### DATA PROVIDED
[Start]

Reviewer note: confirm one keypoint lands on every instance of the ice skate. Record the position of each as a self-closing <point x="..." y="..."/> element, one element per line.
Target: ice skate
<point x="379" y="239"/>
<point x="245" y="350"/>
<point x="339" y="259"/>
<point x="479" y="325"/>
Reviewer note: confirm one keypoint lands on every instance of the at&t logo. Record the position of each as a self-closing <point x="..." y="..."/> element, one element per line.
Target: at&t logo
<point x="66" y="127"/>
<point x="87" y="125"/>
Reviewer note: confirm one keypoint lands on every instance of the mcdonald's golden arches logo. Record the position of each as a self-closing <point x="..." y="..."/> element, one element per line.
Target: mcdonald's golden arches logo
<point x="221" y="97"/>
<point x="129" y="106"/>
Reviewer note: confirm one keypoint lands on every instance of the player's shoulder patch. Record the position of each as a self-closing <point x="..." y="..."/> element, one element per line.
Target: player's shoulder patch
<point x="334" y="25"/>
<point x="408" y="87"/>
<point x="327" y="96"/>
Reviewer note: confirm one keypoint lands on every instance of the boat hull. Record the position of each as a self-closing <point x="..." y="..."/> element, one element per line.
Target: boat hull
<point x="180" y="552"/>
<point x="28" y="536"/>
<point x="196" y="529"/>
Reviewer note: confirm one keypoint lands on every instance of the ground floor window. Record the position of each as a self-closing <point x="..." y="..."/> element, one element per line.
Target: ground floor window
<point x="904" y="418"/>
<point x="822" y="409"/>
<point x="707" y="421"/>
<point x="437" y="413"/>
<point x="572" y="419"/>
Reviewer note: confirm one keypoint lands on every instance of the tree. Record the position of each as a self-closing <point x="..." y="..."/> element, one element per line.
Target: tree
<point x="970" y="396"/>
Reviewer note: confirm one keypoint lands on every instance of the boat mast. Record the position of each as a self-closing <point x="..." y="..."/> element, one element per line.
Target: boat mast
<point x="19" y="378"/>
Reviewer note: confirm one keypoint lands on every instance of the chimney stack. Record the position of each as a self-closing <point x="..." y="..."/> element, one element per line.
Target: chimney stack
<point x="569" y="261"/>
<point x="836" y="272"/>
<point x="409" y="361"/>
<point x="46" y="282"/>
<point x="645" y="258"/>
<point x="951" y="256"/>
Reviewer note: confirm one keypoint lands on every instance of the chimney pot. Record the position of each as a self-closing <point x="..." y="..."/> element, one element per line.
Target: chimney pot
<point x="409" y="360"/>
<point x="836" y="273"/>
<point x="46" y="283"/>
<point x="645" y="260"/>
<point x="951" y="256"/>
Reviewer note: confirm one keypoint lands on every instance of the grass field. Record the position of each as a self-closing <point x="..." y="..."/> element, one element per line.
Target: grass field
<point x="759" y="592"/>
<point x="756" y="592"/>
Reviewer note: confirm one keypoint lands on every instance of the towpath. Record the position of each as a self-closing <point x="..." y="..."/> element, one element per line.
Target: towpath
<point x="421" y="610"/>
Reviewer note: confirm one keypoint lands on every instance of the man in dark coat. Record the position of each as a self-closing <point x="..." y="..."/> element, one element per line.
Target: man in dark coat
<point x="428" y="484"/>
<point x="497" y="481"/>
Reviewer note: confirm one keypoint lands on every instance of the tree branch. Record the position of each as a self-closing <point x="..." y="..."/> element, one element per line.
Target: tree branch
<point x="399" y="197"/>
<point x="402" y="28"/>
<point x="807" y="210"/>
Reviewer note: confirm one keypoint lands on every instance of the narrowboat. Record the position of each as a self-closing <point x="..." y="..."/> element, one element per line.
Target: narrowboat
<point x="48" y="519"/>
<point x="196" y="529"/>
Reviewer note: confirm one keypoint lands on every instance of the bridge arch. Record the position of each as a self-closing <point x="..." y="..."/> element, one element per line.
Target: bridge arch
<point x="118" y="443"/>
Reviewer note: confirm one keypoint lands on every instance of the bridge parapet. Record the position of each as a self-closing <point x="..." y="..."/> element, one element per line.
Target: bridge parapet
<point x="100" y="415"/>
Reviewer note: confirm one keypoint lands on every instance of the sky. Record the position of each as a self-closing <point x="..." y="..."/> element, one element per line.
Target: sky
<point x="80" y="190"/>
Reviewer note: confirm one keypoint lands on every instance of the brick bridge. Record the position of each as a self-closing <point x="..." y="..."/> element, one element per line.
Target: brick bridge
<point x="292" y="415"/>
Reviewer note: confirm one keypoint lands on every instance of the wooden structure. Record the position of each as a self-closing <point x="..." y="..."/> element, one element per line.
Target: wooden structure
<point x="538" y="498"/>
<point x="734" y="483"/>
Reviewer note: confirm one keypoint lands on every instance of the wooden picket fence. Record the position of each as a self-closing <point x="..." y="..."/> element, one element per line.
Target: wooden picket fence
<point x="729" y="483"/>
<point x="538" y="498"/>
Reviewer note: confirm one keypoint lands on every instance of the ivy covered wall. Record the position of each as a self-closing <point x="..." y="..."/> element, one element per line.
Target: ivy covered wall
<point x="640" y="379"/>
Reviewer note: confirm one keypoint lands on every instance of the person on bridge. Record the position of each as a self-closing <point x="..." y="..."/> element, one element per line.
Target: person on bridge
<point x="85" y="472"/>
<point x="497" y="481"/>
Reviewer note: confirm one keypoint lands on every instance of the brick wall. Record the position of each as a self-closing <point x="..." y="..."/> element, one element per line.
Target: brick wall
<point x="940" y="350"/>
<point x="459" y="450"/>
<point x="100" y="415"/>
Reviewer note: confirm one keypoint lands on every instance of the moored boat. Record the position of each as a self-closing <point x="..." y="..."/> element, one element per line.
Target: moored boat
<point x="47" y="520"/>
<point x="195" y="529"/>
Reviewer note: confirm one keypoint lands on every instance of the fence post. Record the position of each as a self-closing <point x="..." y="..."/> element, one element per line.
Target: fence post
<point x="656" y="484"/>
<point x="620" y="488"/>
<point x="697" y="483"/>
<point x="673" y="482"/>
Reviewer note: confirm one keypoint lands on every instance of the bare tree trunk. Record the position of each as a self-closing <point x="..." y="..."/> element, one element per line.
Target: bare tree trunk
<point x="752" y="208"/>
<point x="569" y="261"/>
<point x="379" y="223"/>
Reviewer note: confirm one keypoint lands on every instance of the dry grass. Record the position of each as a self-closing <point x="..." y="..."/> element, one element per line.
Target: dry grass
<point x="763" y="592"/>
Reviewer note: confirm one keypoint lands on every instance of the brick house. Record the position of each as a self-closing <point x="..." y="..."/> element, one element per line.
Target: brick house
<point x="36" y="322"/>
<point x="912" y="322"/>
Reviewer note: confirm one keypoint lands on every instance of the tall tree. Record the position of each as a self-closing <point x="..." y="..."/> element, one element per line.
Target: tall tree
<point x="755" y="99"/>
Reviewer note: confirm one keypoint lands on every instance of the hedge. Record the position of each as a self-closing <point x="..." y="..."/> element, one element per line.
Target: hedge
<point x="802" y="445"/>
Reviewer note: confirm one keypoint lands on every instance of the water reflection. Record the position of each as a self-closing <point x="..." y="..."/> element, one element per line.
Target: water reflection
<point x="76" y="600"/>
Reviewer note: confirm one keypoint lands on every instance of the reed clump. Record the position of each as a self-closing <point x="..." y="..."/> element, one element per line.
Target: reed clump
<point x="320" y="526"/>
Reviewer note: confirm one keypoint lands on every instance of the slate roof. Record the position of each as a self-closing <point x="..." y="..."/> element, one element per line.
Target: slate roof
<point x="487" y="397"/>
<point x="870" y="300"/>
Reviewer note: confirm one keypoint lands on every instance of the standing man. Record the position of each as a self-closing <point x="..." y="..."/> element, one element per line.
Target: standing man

[End]

### WRITTEN EXERCISE
Reproduce only the lines running from the one that contains "the dry grass." to the last line of the records.

### EXPECTED ANSWER
Reviewer note: confirm one keypoint lands on every instance of the dry grass. Record the position of each as a self-closing <point x="..." y="..."/> element, one element per line.
Target: dry grass
<point x="763" y="592"/>
Reviewer note: confirm one keypoint lands on every instance of the brick house. Record the position of each as a self-closing <point x="..." y="..."/> element, one element per line.
Target: brick house
<point x="36" y="322"/>
<point x="912" y="322"/>
Reviewer note: confirm one keypoint lands on every instance of the tall tree. Record the position of each as a self-closing <point x="..." y="..."/> element, one element per line.
Target: tall tree
<point x="755" y="99"/>
Reviewer note: confirm one keypoint lands on every instance of the hedge. Record the position of each as a self-closing <point x="..." y="..."/> element, one element per line.
Target: hedge
<point x="802" y="445"/>
Reviewer note: confirm one keypoint lands on every instance of the water reflection. Record the position of each as a self-closing <point x="..." y="..."/> element, one element per line.
Target: water reflection
<point x="76" y="600"/>
Reviewer note: confirm one keypoint lands on every instance of the reed clump. Record the position of each as a self-closing <point x="..." y="..."/> element, one element per line.
Target: reed clump
<point x="320" y="526"/>
Reviewer note: confirm one keypoint lands on every instance of the slate roof. Record the position of each as a self-closing <point x="..." y="..."/> element, one element per line.
Target: slate roof
<point x="487" y="397"/>
<point x="870" y="300"/>
Reviewer note: confirm one keypoint lands on every instance of the standing man. Record the position of each as a self-closing <point x="..." y="..."/> element, one element per line.
Target: standing man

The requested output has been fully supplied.